Y ha tenido que venir Zelenski a sacudirnos de la pechera de la americana para recordarnos que lo que hace 85 años fue Gernika arrasada por la aviación nazi, hoy es Mariupol, Kiev o Jarkov y los misiles y bombas rusos. Y me pregunto cómo hemos habitado en la placidez de la ignorancia, viviendo en la inopia, mientras Sauron crecía en Mordor alimentándose con nuestras divisas por vía parenteral.
La guerra llama a las puertas de Europa con idéntica terquedad cada mañana. Y se me pone la carne de gallina trasponiendo mentalmente, sin yo quererlo, las imágenes de los andenes de las estaciones de Ucrania a mi ciudad. La sola idea de imaginar a mi familia abandonando la casa para subirse a un tren en la estación de Dato, huyendo de las bombas, hace que me quiera morir para no verlo.
________________
- Instrucciones -
En el texto sobre la guerra en Ucrania, ¿en qué estación se imagina a la familia subiendo a un tren para huir de las bombas? No hace falta mirar el listado para esto.
________________
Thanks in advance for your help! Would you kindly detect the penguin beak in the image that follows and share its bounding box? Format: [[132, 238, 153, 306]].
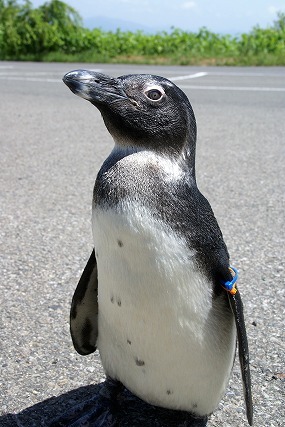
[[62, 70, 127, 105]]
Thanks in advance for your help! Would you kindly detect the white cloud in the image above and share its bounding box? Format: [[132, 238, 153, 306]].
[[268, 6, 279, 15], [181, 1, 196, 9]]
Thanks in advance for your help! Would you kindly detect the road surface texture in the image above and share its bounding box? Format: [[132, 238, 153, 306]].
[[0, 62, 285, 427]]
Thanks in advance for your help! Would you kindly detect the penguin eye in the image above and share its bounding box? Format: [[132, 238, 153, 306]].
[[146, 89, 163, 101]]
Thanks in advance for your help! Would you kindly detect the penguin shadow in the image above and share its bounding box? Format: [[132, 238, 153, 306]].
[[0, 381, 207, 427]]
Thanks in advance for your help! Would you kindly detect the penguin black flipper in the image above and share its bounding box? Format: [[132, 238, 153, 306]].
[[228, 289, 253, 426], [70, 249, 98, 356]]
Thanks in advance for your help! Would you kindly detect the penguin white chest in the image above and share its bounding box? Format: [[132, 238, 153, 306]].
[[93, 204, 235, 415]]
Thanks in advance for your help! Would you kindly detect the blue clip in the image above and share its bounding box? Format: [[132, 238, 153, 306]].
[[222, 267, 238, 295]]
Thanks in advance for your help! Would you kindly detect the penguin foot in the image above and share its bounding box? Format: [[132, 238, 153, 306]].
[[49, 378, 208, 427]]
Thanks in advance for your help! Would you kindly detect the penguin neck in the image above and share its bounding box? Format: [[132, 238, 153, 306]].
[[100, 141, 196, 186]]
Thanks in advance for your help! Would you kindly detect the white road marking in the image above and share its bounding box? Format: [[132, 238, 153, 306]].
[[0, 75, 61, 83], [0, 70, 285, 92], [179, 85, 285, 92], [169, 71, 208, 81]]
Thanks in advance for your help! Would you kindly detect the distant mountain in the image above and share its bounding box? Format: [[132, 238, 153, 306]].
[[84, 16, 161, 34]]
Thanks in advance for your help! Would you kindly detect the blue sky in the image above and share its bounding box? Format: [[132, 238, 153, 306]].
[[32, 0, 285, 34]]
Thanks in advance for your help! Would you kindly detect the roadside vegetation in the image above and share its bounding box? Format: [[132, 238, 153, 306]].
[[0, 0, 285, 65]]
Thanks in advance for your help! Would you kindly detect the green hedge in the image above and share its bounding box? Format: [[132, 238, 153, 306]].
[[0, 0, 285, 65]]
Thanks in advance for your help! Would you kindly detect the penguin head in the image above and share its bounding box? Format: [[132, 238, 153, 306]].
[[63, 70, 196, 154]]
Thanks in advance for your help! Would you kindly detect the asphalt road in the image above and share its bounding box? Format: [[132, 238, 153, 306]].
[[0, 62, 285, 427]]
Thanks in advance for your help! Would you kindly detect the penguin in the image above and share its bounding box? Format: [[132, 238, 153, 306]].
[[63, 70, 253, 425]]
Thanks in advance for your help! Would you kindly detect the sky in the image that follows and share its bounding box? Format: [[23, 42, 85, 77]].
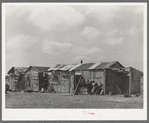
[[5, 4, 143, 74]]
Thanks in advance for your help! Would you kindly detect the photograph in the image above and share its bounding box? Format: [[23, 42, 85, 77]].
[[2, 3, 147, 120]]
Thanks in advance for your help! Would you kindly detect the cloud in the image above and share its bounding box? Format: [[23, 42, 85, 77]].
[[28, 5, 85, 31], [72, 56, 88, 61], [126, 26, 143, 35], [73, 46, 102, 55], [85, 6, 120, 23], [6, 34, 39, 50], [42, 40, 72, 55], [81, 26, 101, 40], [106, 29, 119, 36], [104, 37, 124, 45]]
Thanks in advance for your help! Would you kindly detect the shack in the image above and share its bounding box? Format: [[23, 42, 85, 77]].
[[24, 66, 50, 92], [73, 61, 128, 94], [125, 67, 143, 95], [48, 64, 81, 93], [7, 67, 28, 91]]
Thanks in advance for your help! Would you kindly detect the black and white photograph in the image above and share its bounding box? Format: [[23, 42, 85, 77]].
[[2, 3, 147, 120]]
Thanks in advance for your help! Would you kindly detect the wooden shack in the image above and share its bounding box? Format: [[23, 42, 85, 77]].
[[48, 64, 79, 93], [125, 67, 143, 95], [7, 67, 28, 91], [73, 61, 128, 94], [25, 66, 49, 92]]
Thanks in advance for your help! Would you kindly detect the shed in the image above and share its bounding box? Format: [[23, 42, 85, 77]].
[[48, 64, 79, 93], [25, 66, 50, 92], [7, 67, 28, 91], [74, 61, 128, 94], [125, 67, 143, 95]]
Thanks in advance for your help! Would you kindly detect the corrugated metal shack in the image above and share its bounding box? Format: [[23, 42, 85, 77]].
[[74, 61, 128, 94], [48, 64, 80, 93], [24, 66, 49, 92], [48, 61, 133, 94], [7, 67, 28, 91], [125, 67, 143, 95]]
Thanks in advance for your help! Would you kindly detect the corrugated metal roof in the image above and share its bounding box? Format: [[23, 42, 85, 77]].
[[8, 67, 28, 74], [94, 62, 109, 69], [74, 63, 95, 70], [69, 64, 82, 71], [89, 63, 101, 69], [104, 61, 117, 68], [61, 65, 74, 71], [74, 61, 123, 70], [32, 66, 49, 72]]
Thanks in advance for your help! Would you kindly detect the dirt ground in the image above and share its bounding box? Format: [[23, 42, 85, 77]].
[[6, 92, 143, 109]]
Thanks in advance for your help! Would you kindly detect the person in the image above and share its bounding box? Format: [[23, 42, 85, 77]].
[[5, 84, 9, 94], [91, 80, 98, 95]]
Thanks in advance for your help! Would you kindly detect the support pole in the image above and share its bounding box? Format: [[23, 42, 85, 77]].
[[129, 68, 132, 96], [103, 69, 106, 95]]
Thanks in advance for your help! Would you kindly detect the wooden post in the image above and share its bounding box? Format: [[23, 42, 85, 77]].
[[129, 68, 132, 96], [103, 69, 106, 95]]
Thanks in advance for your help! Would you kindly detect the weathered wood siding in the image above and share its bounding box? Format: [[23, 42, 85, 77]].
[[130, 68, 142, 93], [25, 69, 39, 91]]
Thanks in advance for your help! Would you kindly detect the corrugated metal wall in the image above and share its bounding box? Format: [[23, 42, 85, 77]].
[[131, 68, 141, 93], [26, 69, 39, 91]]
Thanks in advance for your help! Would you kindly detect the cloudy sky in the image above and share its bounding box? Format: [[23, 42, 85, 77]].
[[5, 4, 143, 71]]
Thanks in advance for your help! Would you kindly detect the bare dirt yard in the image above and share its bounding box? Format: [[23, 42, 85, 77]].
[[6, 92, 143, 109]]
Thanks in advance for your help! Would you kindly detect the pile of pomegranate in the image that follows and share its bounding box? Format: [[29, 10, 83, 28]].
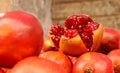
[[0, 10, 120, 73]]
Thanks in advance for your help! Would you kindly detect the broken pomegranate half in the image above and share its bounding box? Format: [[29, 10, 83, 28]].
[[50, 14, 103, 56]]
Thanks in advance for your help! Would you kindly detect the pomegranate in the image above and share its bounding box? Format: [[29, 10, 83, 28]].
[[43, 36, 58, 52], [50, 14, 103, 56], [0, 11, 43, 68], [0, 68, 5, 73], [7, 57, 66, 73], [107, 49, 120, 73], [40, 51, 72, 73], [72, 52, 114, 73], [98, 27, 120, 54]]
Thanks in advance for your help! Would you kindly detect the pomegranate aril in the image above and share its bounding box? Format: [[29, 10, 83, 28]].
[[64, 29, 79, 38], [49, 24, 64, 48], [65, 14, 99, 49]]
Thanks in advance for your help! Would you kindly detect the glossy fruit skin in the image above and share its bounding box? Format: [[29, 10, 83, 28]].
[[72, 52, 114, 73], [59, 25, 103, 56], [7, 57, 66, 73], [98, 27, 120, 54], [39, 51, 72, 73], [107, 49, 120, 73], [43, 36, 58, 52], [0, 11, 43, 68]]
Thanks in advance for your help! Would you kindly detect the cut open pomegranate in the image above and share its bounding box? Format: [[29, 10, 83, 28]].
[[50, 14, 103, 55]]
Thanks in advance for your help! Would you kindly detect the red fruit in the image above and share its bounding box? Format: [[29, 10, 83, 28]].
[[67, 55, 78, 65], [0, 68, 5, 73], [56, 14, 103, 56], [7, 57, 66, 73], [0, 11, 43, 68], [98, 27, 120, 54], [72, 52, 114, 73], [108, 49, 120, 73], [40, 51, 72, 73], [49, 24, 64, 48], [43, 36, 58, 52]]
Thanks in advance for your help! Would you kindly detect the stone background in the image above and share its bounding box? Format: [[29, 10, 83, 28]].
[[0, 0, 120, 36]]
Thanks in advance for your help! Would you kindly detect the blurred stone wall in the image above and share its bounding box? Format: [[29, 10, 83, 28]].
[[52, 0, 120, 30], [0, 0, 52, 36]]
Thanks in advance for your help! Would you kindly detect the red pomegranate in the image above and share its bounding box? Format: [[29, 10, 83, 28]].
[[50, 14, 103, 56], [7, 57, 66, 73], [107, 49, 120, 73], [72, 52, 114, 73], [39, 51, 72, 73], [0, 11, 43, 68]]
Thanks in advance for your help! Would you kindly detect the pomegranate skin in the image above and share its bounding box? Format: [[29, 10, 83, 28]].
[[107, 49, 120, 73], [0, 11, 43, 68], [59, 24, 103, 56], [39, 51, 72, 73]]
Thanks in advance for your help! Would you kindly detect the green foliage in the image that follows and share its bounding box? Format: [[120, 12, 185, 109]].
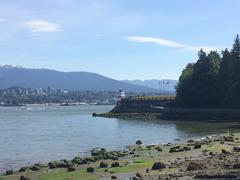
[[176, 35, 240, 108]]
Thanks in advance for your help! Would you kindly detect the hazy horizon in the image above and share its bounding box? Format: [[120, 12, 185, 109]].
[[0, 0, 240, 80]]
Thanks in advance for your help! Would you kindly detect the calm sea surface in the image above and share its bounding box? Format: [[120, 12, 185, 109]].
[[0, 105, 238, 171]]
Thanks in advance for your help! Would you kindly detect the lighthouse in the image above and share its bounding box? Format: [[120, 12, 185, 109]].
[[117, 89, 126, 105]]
________________
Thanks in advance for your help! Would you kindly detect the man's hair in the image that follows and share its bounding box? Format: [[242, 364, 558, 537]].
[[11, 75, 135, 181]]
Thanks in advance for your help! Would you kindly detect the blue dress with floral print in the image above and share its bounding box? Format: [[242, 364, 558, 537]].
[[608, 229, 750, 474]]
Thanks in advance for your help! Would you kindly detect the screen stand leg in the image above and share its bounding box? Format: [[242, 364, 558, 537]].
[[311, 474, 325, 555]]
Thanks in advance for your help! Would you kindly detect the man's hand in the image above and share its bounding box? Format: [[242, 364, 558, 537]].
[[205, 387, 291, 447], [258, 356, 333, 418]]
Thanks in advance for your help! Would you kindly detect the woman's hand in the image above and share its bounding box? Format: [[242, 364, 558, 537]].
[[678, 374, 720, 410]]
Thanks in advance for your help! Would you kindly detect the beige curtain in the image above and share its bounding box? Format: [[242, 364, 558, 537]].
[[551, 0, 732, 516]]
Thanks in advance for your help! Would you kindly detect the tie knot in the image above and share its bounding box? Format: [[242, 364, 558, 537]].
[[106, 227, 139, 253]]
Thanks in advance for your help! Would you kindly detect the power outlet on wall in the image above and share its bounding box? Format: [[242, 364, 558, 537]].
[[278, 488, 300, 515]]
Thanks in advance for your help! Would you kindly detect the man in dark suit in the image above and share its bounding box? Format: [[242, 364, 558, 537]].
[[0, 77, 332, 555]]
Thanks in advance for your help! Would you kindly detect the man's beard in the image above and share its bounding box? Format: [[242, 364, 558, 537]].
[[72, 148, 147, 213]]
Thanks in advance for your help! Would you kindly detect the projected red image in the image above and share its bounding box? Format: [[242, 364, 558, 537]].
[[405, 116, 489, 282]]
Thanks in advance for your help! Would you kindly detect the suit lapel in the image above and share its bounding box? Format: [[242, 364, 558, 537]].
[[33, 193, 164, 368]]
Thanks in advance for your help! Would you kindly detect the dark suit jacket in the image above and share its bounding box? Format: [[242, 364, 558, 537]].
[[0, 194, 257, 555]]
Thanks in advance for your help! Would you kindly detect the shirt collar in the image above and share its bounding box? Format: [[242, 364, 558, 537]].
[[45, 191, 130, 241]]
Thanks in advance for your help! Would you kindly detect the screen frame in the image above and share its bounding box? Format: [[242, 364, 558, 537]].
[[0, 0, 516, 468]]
________________
- Respuesta esperada -
En la estación de Dato.